Task | Repeat the records below exactly, leaving out any pictures.

-- begin Source records --

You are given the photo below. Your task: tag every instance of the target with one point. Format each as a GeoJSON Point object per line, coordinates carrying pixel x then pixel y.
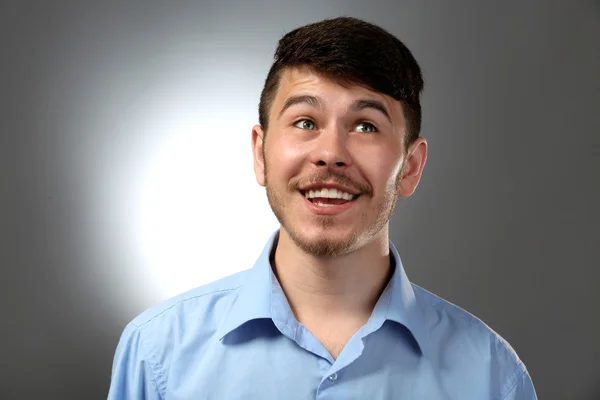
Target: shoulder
{"type": "Point", "coordinates": [197, 311]}
{"type": "Point", "coordinates": [463, 342]}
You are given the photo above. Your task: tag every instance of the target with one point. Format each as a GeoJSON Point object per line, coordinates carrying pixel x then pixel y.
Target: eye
{"type": "Point", "coordinates": [305, 124]}
{"type": "Point", "coordinates": [366, 127]}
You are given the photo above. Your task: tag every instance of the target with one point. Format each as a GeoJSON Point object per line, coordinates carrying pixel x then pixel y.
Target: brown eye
{"type": "Point", "coordinates": [305, 124]}
{"type": "Point", "coordinates": [366, 127]}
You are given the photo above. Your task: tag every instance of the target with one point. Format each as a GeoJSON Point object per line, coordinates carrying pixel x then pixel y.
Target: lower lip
{"type": "Point", "coordinates": [328, 210]}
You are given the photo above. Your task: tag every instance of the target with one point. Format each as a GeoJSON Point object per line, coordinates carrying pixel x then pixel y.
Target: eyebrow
{"type": "Point", "coordinates": [359, 105]}
{"type": "Point", "coordinates": [316, 102]}
{"type": "Point", "coordinates": [312, 101]}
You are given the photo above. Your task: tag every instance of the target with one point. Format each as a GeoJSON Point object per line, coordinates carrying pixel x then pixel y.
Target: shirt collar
{"type": "Point", "coordinates": [255, 297]}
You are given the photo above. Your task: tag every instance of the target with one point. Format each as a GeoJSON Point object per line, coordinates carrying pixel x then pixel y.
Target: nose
{"type": "Point", "coordinates": [331, 149]}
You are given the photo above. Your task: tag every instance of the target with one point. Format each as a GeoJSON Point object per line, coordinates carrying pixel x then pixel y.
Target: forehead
{"type": "Point", "coordinates": [304, 80]}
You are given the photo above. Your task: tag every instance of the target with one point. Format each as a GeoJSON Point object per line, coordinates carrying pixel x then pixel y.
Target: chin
{"type": "Point", "coordinates": [323, 241]}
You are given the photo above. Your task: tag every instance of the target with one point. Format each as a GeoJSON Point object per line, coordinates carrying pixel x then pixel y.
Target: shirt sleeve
{"type": "Point", "coordinates": [133, 377]}
{"type": "Point", "coordinates": [523, 387]}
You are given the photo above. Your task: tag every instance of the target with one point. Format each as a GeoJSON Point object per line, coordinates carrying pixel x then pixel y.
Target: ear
{"type": "Point", "coordinates": [413, 168]}
{"type": "Point", "coordinates": [257, 151]}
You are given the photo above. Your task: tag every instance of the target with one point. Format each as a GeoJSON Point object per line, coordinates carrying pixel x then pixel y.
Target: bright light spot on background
{"type": "Point", "coordinates": [198, 213]}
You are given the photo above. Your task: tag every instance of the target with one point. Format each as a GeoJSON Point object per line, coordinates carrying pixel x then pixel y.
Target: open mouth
{"type": "Point", "coordinates": [328, 197]}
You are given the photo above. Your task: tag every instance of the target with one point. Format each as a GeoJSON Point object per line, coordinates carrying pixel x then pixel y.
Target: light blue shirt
{"type": "Point", "coordinates": [237, 338]}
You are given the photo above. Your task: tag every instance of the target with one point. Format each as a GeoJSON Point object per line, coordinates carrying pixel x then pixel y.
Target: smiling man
{"type": "Point", "coordinates": [327, 311]}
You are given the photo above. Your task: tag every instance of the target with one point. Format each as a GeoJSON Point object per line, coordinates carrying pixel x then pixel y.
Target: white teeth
{"type": "Point", "coordinates": [325, 205]}
{"type": "Point", "coordinates": [329, 193]}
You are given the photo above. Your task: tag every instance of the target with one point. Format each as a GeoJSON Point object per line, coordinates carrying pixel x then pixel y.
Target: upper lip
{"type": "Point", "coordinates": [329, 185]}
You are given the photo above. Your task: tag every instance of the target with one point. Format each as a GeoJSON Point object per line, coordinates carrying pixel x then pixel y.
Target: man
{"type": "Point", "coordinates": [327, 311]}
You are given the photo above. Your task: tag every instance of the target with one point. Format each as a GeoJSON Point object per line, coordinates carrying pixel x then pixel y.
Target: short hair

-- end Source records --

Written solution |
You are given the photo below. Your task: tag every instance of the target with one point. Format each as a GeoJSON Point object per line, coordinates carrying pixel x then pixel y.
Target: shoulder
{"type": "Point", "coordinates": [197, 311]}
{"type": "Point", "coordinates": [463, 342]}
You are given the photo above. Your task: tag every instance of the target with one point. Format each as a GeoJSON Point object per line, coordinates carrying pixel x then pixel y.
Target: eye
{"type": "Point", "coordinates": [305, 124]}
{"type": "Point", "coordinates": [366, 127]}
You are given the photo above. Your task: tag every instance of the target with one point. Format each as a GeoJSON Point object per line, coordinates carrying pixel x then pixel y.
Target: brown eye
{"type": "Point", "coordinates": [305, 124]}
{"type": "Point", "coordinates": [366, 127]}
You are given the photo above. Your task: tag every instance of the target with one point. Format each as a GeoJSON Point object per line, coordinates carrying pixel x then pixel y.
Target: lower lip
{"type": "Point", "coordinates": [328, 210]}
You are given the photo above. Your task: tag every instance of the target with one point. Format each as a GeoJSON Point object per line, coordinates carrying pixel x then pixel y.
Target: eyebrow
{"type": "Point", "coordinates": [359, 105]}
{"type": "Point", "coordinates": [316, 102]}
{"type": "Point", "coordinates": [312, 101]}
You are given the photo above. Your task: tag every instance of the target with one point. Format each as a GeoJSON Point object per line, coordinates carrying pixel x then pixel y.
Target: shirt collar
{"type": "Point", "coordinates": [255, 297]}
You are given the photo above. Your task: tag every instance of the target with one point. Format each as a GeoJSON Point object per line, coordinates carrying pixel x then pixel y.
Target: nose
{"type": "Point", "coordinates": [331, 149]}
You are given the photo above. Your task: tag every instance of the target with one point. Format each as a GeoJSON Point object per line, coordinates carrying pixel x then pixel y.
Target: forehead
{"type": "Point", "coordinates": [304, 80]}
You are given the photo above. Your task: tag every instance of the target with one point. Format each as a GeoJSON Point object per line, coordinates carrying pixel x then pixel y.
Target: chin
{"type": "Point", "coordinates": [323, 241]}
You are given the photo above. Your task: tag every instance of the target with one point. Format each as a GeoJSON Point object per line, coordinates carrying pixel x then pixel y.
Target: shirt sleeve
{"type": "Point", "coordinates": [133, 377]}
{"type": "Point", "coordinates": [523, 387]}
You are given the photo above. Your task: tag every instance of the target with one point. Format each as a GeoJSON Point object per line, coordinates carrying pixel x then pixel y.
Target: ear
{"type": "Point", "coordinates": [413, 168]}
{"type": "Point", "coordinates": [257, 151]}
You are given the photo above. Your task: tag every instance of the target with one point. Format each as a GeoJSON Point object per line, coordinates carrying pixel x then pixel y.
Target: bright light spot on background
{"type": "Point", "coordinates": [198, 213]}
You are given the photo above. Your task: tag every instance of the target with one point. Format each as a GeoJSON Point object per line, coordinates carrying pixel x then pixel y.
Target: open mouth
{"type": "Point", "coordinates": [328, 197]}
You are given the photo above. Your task: tag every instance of the target with one point. Format each as a GeoJSON Point object per line, coordinates carrying pixel x then pixel y.
Target: light blue shirt
{"type": "Point", "coordinates": [237, 338]}
You are given the photo above. Your task: tag every instance of the target with one point. Format each as a GeoJSON Point object per line, coordinates carrying pixel x then pixel y.
Target: smiling man
{"type": "Point", "coordinates": [327, 311]}
You are given the photo above. Your task: tag every instance of the target with one point. Format each as a GeoJSON Point object per line, coordinates carrying pixel x then pixel y.
Target: white teeth
{"type": "Point", "coordinates": [325, 205]}
{"type": "Point", "coordinates": [329, 193]}
You are given the photo above. Your task: tag every instance of the target with one point. Format each as a GeoJSON Point object per line, coordinates carrying pixel x then pixel y.
Target: upper lip
{"type": "Point", "coordinates": [329, 185]}
You are given the photo above. Your task: tag every instance of the target with one point. Format each as a GeoJSON Point object per line, coordinates carrying pixel x then pixel y.
Target: man
{"type": "Point", "coordinates": [327, 311]}
You are given the photo above. Your task: tag every instance of the target with one point. Format each as a GeoJSON Point object per line, coordinates carrying pixel x then pixel y.
Target: short hair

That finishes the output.